--- Work instructions ---
Reproduce exactly the lines below, from the first through the one containing "positive clicks: (353, 248)", and nothing more.

--- The records ---

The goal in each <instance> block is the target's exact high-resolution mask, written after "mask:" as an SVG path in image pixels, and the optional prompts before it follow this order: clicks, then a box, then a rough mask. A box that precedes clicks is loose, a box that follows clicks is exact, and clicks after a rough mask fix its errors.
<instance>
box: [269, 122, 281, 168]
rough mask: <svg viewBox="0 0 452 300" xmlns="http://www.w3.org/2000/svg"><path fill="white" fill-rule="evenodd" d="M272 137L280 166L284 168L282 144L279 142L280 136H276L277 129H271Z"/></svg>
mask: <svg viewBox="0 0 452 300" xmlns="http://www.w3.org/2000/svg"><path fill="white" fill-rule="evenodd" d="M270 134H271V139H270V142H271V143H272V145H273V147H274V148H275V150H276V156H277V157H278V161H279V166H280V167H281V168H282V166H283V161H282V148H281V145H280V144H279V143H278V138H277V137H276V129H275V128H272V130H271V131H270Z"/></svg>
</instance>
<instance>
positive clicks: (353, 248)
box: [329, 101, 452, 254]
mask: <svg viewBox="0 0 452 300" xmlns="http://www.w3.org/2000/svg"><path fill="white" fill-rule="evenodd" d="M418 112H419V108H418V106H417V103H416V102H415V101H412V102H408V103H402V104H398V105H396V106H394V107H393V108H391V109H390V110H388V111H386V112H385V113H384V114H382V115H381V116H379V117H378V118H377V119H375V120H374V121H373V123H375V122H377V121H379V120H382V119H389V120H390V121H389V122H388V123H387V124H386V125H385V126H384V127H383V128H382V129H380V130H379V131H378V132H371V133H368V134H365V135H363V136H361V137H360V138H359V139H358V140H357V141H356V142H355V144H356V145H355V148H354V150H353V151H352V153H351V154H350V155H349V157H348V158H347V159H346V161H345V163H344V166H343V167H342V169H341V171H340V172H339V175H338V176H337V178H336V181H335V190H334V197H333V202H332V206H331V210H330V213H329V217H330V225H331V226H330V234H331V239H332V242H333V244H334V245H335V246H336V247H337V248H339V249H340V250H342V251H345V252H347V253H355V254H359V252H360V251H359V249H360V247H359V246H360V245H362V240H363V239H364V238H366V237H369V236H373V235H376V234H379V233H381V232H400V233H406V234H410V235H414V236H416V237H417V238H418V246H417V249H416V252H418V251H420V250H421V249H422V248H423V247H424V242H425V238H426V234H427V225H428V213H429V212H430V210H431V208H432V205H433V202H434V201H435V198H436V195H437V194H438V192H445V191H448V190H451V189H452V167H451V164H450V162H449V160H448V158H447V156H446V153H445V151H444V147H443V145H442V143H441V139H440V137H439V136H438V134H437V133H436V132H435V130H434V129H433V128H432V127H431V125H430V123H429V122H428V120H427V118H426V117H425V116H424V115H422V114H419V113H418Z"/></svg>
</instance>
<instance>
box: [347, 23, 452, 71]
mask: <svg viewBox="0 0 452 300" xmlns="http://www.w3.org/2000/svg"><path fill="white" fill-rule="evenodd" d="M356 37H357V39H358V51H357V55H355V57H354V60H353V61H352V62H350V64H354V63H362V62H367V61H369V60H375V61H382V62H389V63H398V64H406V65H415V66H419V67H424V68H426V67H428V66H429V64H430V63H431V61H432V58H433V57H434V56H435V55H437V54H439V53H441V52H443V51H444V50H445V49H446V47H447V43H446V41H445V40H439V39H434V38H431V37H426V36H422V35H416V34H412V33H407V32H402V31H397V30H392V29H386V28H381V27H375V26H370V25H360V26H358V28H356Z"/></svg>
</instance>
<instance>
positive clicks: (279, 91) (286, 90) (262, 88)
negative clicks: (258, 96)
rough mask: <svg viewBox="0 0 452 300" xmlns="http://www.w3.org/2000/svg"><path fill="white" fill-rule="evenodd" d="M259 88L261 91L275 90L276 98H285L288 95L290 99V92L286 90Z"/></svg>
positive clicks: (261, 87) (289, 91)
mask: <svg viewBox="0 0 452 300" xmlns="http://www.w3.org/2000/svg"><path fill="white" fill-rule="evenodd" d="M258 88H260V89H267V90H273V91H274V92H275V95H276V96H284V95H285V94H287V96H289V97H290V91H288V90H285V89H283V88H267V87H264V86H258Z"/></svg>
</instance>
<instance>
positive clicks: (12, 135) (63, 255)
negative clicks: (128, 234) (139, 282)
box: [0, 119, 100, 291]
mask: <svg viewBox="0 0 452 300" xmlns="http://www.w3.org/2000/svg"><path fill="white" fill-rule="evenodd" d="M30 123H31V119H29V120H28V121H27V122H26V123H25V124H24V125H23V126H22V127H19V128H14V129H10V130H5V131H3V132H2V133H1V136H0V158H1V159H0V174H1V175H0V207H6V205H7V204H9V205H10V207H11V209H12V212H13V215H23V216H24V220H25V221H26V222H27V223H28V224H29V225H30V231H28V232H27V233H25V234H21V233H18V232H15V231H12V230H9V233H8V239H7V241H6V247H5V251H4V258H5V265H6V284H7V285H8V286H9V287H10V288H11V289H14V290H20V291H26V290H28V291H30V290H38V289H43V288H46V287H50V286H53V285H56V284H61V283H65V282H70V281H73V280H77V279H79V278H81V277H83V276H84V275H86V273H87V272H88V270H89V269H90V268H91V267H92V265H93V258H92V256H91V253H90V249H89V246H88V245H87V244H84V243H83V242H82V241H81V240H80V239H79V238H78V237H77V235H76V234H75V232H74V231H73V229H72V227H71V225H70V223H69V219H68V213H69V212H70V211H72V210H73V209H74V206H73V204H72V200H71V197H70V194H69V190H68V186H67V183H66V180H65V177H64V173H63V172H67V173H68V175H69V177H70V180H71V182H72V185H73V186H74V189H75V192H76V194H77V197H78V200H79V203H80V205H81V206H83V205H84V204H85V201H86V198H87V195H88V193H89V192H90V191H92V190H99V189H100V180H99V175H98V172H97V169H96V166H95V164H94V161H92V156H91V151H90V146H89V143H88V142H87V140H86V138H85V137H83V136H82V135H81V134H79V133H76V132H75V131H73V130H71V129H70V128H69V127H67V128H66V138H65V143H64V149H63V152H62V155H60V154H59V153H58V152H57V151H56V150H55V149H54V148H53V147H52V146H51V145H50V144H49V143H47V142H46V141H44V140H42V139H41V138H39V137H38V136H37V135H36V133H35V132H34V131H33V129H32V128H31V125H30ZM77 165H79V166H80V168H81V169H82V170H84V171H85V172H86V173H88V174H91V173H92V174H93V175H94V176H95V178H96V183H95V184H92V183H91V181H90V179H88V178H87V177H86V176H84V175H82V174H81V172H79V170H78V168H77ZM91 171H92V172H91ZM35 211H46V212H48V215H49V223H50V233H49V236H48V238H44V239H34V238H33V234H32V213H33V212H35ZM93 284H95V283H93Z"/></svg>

--- Exercise output ---
The goal in each <instance> block is the target's exact high-resolution mask, written after "mask:" as an SVG path in image pixels, and the optional prompts before it follow this order: clicks, then a box, then a rough mask. A box that precedes clicks is loose, a box that follows clicks is exact, and clicks after a rough mask fix its errors.
<instance>
box: [269, 122, 281, 168]
rough mask: <svg viewBox="0 0 452 300" xmlns="http://www.w3.org/2000/svg"><path fill="white" fill-rule="evenodd" d="M272 137L280 166L284 168L282 144L279 142L280 136H276L277 129H271Z"/></svg>
mask: <svg viewBox="0 0 452 300" xmlns="http://www.w3.org/2000/svg"><path fill="white" fill-rule="evenodd" d="M270 134H271V139H270V142H271V143H272V145H273V147H274V148H275V150H276V156H277V157H278V161H279V166H280V167H281V168H282V166H283V161H282V148H281V145H280V144H279V143H278V138H277V137H276V129H275V128H272V130H271V131H270Z"/></svg>
</instance>
<instance>
positive clicks: (353, 248)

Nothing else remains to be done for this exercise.